● ZADANIA DO WYKONANIA
1. Czy możesz skopiować dokładnie z fragmentu z forum tekst zaczynający się od „Zdjęcia naszych ogrodów.” i biegnący dalej aż po „MAROLEX: 0 szt.”?
2. Co według fragmentu z forum zrobiono ze studnią, gdy teściowie uznali, że nikt jej nie używa? Wymień wszystkie te czynności.
━━ WYBRANY FRAGMENT
O zielonych pokojach, kocich łapach i mowie polskiej, cz.7

Zdjęcia naszych ogrodów.
Zablokowany
Awatar użytkownika
kania
Przyjaciel Forum - gold
Przyjaciel Forum - gold
Posty: 3199
Od: 25 maja 2009, o 10:09
Opryskiwacze MAROLEX: 0 szt.
Lokalizacja: Gdańsk i okolice

Re: O zielonych pokojach, kocich łapach i mowie polskiej, cz.7

Post »

Zapomniałam dodać, że czereśniowy irysek zwalił mnie z nóg swoją urodą :D .
Krzaczki Kani
Krzaczki Kani(2)
Pozdrawiam :) - Kasia
Awatar użytkownika
nifredil
Przyjaciel Forum - gold
Przyjaciel Forum - gold
Posty: 4371
Od: 26 mar 2012, o 23:21
Opryskiwacze MAROLEX: 1 szt.
Lokalizacja: Podkarpacie

Re: O zielonych pokojach, kocich łapach i mowie polskiej, cz.7

Post »

Jagi, fajnego masz tego filozofa ;:306 Zawsze popraw ci humor :lol: Mam wrażenie, że to taki typ człowieka, który ma wielkie chęci czynu, ale wiecznie cały świat stoi mu na drodze ;:224
O suchym lecie to ja nawet nie chcę słyszeć. Syczącej kobry nie posiadam na wyposażeniu, a miejską wodę taszczę konewkami. Celowo dodałam tą miejska, bo w ubiegłym roku dowiedziałam się, że gdzieś w okolicach jednego z narożników domu jest zakopana studnia, która w największe susze miała zawsze czystą, zdatną do picia wodę. Niestety naście lat temu teściowie stwierdzili, że nikt jej nie używa, przecież w kranach jest miejska woda, a studnia wygląda.. delikatnie mówiąc, nieefektownie, więc obkopano całość, przycięto betonowe kręgi, nałożono pokrywę i przywalono około pół metrową warstwą ziemi.. Tłumaczę mężowi, ze warto taką studnię znaleźć i podpiąć kobrę. Nie dość, że podlewanie będzie całkowicie darmowe to jeszcze o ileż lżej dla mojego kręgosłupa :roll:
Jagi, wisteria przepiękna ;:167 to nie jest chyba ta tradycyjna (?) odmiana..
━━━━
━━ WIERSZE DANYCH
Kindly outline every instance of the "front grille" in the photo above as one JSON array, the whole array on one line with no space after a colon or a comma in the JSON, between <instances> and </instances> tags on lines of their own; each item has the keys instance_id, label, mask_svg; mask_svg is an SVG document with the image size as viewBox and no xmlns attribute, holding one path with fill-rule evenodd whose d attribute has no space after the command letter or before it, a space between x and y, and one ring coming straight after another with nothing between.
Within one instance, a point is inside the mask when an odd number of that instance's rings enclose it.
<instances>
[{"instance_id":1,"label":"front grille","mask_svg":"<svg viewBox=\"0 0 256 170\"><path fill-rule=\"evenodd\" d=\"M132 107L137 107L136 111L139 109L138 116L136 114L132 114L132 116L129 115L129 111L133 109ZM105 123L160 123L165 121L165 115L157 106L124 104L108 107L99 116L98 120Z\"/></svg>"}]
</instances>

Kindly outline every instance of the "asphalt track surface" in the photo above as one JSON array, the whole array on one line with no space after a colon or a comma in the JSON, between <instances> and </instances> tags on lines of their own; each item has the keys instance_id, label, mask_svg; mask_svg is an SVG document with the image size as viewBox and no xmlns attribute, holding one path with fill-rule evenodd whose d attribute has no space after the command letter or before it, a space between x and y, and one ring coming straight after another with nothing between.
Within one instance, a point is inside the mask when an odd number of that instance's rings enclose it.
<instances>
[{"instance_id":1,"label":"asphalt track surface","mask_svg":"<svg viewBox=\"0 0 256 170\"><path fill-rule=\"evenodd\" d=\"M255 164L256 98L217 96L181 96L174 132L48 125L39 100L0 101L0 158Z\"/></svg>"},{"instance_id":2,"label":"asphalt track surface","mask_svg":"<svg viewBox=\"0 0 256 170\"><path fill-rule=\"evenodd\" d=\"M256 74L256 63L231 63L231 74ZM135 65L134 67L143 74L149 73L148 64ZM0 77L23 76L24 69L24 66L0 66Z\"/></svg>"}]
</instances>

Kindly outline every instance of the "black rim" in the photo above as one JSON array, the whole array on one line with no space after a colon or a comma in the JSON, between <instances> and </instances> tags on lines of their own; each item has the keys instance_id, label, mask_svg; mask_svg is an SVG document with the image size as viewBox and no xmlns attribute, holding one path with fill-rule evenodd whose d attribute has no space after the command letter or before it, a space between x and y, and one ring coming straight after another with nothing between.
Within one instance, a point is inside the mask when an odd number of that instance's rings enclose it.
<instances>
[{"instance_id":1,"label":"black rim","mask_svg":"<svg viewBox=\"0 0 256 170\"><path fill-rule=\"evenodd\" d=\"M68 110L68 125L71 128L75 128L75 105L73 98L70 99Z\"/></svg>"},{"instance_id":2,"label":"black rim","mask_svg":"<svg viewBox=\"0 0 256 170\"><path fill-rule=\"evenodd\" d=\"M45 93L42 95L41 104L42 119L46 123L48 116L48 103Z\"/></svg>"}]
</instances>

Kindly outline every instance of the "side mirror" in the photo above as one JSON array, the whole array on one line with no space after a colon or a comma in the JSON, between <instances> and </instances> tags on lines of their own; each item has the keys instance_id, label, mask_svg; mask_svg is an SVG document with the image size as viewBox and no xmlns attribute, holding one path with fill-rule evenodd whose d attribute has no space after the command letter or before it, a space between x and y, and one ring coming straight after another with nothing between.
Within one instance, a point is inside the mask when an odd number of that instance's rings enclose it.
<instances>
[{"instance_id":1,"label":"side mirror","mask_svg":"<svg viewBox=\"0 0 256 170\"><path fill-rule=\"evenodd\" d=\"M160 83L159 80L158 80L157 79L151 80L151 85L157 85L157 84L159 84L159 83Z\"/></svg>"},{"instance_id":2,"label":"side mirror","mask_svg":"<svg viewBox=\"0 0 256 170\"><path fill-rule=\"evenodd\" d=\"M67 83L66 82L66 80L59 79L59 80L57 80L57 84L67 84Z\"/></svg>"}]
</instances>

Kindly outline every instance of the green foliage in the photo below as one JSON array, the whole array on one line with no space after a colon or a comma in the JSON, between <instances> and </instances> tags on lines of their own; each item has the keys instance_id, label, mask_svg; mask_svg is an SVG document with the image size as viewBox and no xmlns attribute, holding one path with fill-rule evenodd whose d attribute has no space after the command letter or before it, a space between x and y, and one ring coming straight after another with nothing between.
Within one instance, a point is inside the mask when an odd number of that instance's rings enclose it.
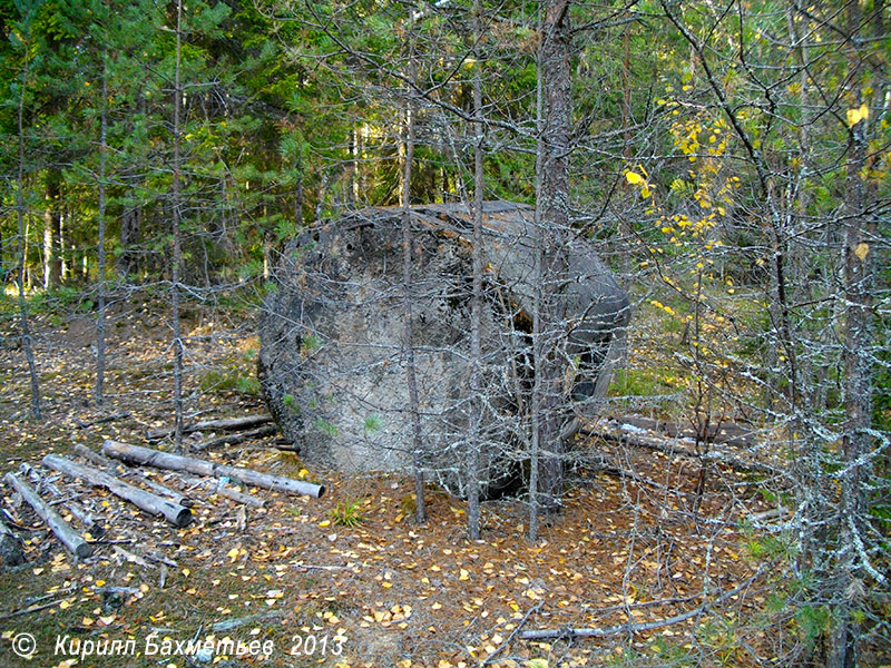
<instances>
[{"instance_id":1,"label":"green foliage","mask_svg":"<svg viewBox=\"0 0 891 668\"><path fill-rule=\"evenodd\" d=\"M361 503L359 501L342 501L329 511L329 517L333 524L342 527L358 527L365 521L362 517Z\"/></svg>"},{"instance_id":2,"label":"green foliage","mask_svg":"<svg viewBox=\"0 0 891 668\"><path fill-rule=\"evenodd\" d=\"M202 392L217 394L237 392L238 394L256 396L261 392L260 381L253 375L247 375L238 366L227 370L212 370L204 373L199 387Z\"/></svg>"}]
</instances>

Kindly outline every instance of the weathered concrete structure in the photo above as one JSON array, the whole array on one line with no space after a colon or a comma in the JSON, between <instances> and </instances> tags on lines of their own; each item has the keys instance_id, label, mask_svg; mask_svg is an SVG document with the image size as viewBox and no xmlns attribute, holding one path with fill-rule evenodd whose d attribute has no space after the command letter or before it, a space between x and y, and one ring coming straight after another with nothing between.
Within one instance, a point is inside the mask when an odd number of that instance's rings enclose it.
<instances>
[{"instance_id":1,"label":"weathered concrete structure","mask_svg":"<svg viewBox=\"0 0 891 668\"><path fill-rule=\"evenodd\" d=\"M515 475L528 441L535 282L532 208L484 205L483 391L469 387L472 219L461 205L412 207L410 302L425 469L462 489L468 411L483 468ZM364 209L302 237L277 268L261 323L258 376L283 433L314 465L411 470L401 210ZM585 239L569 243L557 332L567 415L591 410L620 357L629 304ZM500 481L500 482L499 482Z\"/></svg>"}]
</instances>

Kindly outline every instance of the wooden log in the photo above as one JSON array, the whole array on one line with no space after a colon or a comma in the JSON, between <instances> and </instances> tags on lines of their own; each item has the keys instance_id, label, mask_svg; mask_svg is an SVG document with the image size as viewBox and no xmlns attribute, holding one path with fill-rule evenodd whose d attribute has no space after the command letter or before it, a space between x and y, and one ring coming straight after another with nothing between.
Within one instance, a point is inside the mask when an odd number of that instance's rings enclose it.
<instances>
[{"instance_id":1,"label":"wooden log","mask_svg":"<svg viewBox=\"0 0 891 668\"><path fill-rule=\"evenodd\" d=\"M244 418L227 418L224 420L203 420L202 422L193 422L183 426L184 434L190 434L196 431L241 431L243 429L251 429L260 426L261 424L268 424L272 422L271 415L245 415ZM159 441L166 439L176 430L173 428L151 429L146 433L146 439L149 441Z\"/></svg>"},{"instance_id":2,"label":"wooden log","mask_svg":"<svg viewBox=\"0 0 891 668\"><path fill-rule=\"evenodd\" d=\"M62 544L76 557L86 559L92 554L92 546L84 540L84 537L75 531L58 512L47 505L30 484L18 478L14 473L7 473L3 480L21 494L21 498L28 502L28 505L35 509L35 512L47 523L52 533L55 533Z\"/></svg>"},{"instance_id":3,"label":"wooden log","mask_svg":"<svg viewBox=\"0 0 891 668\"><path fill-rule=\"evenodd\" d=\"M192 511L185 505L128 484L105 471L79 464L58 454L48 454L42 463L47 469L53 469L71 478L80 478L94 487L105 488L150 514L164 515L177 527L185 527L192 521Z\"/></svg>"},{"instance_id":4,"label":"wooden log","mask_svg":"<svg viewBox=\"0 0 891 668\"><path fill-rule=\"evenodd\" d=\"M226 499L232 499L236 503L244 503L245 505L249 505L251 508L266 508L266 500L261 499L260 497L255 497L254 494L246 494L245 492L239 492L238 490L234 490L232 488L226 487L218 478L192 478L190 475L183 477L183 482L186 484L192 484L195 487L202 487L206 490L209 490L214 494L219 494L221 497L225 497Z\"/></svg>"},{"instance_id":5,"label":"wooden log","mask_svg":"<svg viewBox=\"0 0 891 668\"><path fill-rule=\"evenodd\" d=\"M75 518L77 518L81 524L84 524L87 533L89 533L92 538L101 538L105 536L105 527L99 524L90 513L84 510L84 508L74 501L69 501L65 504L65 509L75 515Z\"/></svg>"},{"instance_id":6,"label":"wooden log","mask_svg":"<svg viewBox=\"0 0 891 668\"><path fill-rule=\"evenodd\" d=\"M19 539L2 520L0 520L0 557L3 558L6 566L25 563L25 554L21 551Z\"/></svg>"},{"instance_id":7,"label":"wooden log","mask_svg":"<svg viewBox=\"0 0 891 668\"><path fill-rule=\"evenodd\" d=\"M194 456L160 452L151 448L130 445L129 443L121 443L119 441L106 440L102 444L102 452L108 456L114 456L126 462L148 464L160 469L170 469L173 471L186 471L196 475L235 478L245 484L288 494L303 494L320 499L322 494L325 493L324 485L314 484L304 480L294 480L293 478L261 473L260 471L242 469L241 466L216 464Z\"/></svg>"},{"instance_id":8,"label":"wooden log","mask_svg":"<svg viewBox=\"0 0 891 668\"><path fill-rule=\"evenodd\" d=\"M225 436L219 436L218 439L205 441L204 443L197 443L196 445L193 445L192 449L196 452L200 452L202 450L217 448L219 445L237 445L238 443L244 443L251 439L265 439L266 436L273 436L277 433L278 428L274 424L268 424L258 429L252 429L235 434L227 434Z\"/></svg>"},{"instance_id":9,"label":"wooden log","mask_svg":"<svg viewBox=\"0 0 891 668\"><path fill-rule=\"evenodd\" d=\"M189 499L182 492L177 492L176 490L172 490L168 487L164 487L163 484L160 484L159 482L155 482L147 475L143 475L141 473L139 473L139 471L134 471L133 469L128 469L119 461L112 462L107 456L102 456L101 454L99 454L95 450L90 450L86 445L81 445L80 443L76 444L75 454L91 461L94 464L98 464L100 466L107 466L111 475L121 475L121 477L126 475L131 480L139 481L148 489L154 490L155 493L160 494L161 497L167 497L174 503L178 503L179 505L184 505L186 508L192 508L195 504L192 499ZM119 468L123 469L124 471L120 472L118 470Z\"/></svg>"}]
</instances>

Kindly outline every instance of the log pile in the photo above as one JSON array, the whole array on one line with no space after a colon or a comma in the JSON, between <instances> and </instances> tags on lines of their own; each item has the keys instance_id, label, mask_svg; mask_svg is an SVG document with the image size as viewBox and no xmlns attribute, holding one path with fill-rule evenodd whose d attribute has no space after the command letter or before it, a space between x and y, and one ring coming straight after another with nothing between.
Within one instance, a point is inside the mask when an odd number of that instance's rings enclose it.
<instances>
[{"instance_id":1,"label":"log pile","mask_svg":"<svg viewBox=\"0 0 891 668\"><path fill-rule=\"evenodd\" d=\"M268 425L270 421L268 415L206 421L194 423L188 431L237 432L208 442L209 446L271 435L276 430ZM166 431L157 430L151 435L157 436ZM91 489L107 490L127 504L135 505L143 513L163 518L175 529L182 529L194 521L192 508L196 503L213 504L217 498L228 499L238 505L237 524L243 527L246 518L245 509L264 509L267 500L248 493L246 489L239 490L239 487L251 485L315 499L321 498L325 491L323 485L304 480L205 459L175 455L118 441L106 441L102 452L105 454L76 444L72 454L80 461L60 454L48 454L41 461L42 469L22 463L19 473L8 473L3 478L11 494L7 498L7 502L12 510L12 512L4 510L6 521L0 520L0 560L4 567L14 568L27 562L22 541L17 532L33 532L36 529L29 527L27 520L18 518L19 509L26 504L33 509L41 523L77 560L90 559L97 549L101 550L106 544L110 546L115 556L119 556L126 550L116 543L138 542L138 539L131 541L109 539L106 528L94 514L99 511L100 505L90 498ZM137 468L143 465L164 469L167 473L160 478L161 482L158 482L153 479L149 470ZM154 475L158 477L159 473ZM194 497L196 490L206 493ZM110 507L102 501L101 508ZM100 512L104 522L114 525L117 519L126 518L130 522L136 518L138 527L139 513L121 513L112 510L109 517L108 512ZM164 557L159 559L165 563L175 563Z\"/></svg>"}]
</instances>

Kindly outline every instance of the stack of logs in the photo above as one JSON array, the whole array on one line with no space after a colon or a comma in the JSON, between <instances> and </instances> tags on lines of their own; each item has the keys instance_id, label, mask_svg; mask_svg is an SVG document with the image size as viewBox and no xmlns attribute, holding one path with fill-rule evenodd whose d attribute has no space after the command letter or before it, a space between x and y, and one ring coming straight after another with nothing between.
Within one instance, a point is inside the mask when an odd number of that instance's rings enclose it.
<instances>
[{"instance_id":1,"label":"stack of logs","mask_svg":"<svg viewBox=\"0 0 891 668\"><path fill-rule=\"evenodd\" d=\"M234 421L195 423L189 429L193 432L214 428L222 430L248 429L266 422L268 422L268 418L260 415ZM270 429L265 428L266 431L260 435L268 435L266 432ZM241 438L241 440L244 440L254 435L257 431L255 429L242 432L236 436L228 436L228 439ZM164 436L164 432L149 432L148 435L149 440L157 440ZM221 443L228 442L226 439L227 436L223 436L208 442L207 445L218 444L217 441L221 441ZM78 444L74 448L74 454L89 462L89 464L84 464L59 454L48 454L41 463L43 468L57 471L63 477L79 479L96 488L104 488L151 515L163 517L177 528L186 527L192 522L193 500L187 494L167 488L126 464L167 469L177 471L180 474L190 473L193 475L180 475L184 482L192 485L202 485L205 489L209 488L222 497L252 508L263 508L266 501L254 494L227 487L227 481L239 480L246 485L286 494L302 494L315 499L321 498L325 491L323 485L303 480L262 473L252 469L231 466L205 459L172 454L151 448L130 445L111 440L105 441L101 453ZM52 504L45 501L31 485L31 482L42 482L51 485L48 481L41 480L41 475L37 470L28 464L22 464L18 474L7 473L3 481L9 488L18 492L28 505L33 508L40 519L46 522L52 533L76 558L85 559L92 554L95 543L87 540L84 534L66 521L52 508ZM82 524L88 537L96 539L101 536L104 532L101 525L96 523L82 508L72 502L66 503L65 508ZM18 566L25 561L16 534L2 520L0 520L0 558L3 559L7 566Z\"/></svg>"}]
</instances>

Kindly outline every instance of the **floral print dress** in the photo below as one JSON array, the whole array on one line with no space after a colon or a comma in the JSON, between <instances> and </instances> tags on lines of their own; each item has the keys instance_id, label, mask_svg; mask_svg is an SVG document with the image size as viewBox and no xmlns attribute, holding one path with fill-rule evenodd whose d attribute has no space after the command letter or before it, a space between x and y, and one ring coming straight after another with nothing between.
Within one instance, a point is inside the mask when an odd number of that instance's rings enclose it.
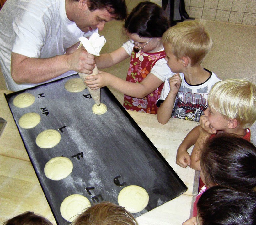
━━━━
● ODPOWIEDZI DO ZADAŃ
1.
Zdjęcia naszych ogrodów.
Zablokowany
Awatar użytkownika
kania
Przyjaciel Forum - gold
Przyjaciel Forum - gold
Posty: 3199
Od: 25 maja 2009, o 10:09
Opryskiwacze MAROLEX: 0 szt.

2.
- obkopano całość
- przycięto betonowe kręgi
- nałożono pokrywę
- przywalono około pół metrową warstwą ziemi